Re:Wow! Think about how many free man-hours Netfli (1)

myxiplx (906307) | more than 5 years ago | (#25857483)

Not only that, but they're getting free advertising off the back of it too. Slashdot have run the story at least twice, and I'll bet the other tech magazines covered it a few times too.

Right now Netflix execs are laughing all the way to the bank, and their competitors are kicking themselves that they never thought of this.

Somebody thoroughly deserves their bonus for thinking of this one.

Ohh, ohh, I've got one... (1, Offtopic)

CarpetShark (865376) | more than 5 years ago | (#25856709)

How about they stop with the silly DRM and/or geoip limitations, and let everyone use the service who wants the service. That way they might get more balanced recommendations from more than just a small part of the world's population.

Re:Ohh, ohh, I've got one... (1)

dmneoblade (848781) | more than 5 years ago | (#25856731)

Licensing issues. I'm sure Netflix would LOVE to do that, but good luck talking the studios into letting them go international with streaming service. Plus, its pretty expensive to go from servicing the US, to the US and Europe.

age and gender would boost it way over 10 percent (0)

Anonymous Coward | more than 5 years ago | (#25856717)

Since they don't have any personal information about the customer, this makes it very difficult. They could try to estimate both categories by looking at their previous rentals but what if they have very few pieces of data?

A teenaged girl is going to like NAPOLEON DYNAMITE much better than a 55 year old man.

So Netflix is purposely making this very difficult.

Re:age and gender would boost it way over 10 perce (3, Funny)

Smauler (915644) | more than 5 years ago | (#25857293)

In the same vein, a 55 year old man is going to like a teenaged girl much better than NAPOLEON DYNAMITE.

Re:age and gender would boost it way over 10 perce (1)

Metasquares (555685) | more than 5 years ago | (#25857425)

In Soviet Russia, NAPOLEON DYNAMITE likes YOU? :)

Re:age and gender would boost it way over 10 perce (2, Insightful)

MikeURL (890801) | more than 5 years ago | (#25857923)

This was saved for the very last page of the story

"Hastings is even considering hiring cinephiles to watch all 100,000 movies in the Netflix library and write up, by hand, pages of adjectives describing each movie, a cloud of tags that would offer a subjective view of what makes films similar or dissimilar."

That is exactly what I was thinking is needed. It would remove all the complexity that is currently being used to come up with, likely, inaccurate movie characteristics. There is a reason that so many websites are allowing users to not only rate items but to tag them too (including /.). Having tags removes the need to guess at the first approximation of the relevant attributes of the item.

### Data section
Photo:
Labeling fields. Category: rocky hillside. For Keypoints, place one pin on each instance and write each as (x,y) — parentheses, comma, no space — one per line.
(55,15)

### Set problem A
In the Netflix thread, what reason does dmneoblade give first for Netflix not offering its streaming service internationally?
### Set problem B
List every poster name that appears in the Netflix thread.

### Output A
Licensing issues.

### Output B
myxiplx, CarpetShark, dmneoblade, Anonymous Coward, Smauler, Metasquares, MikeURL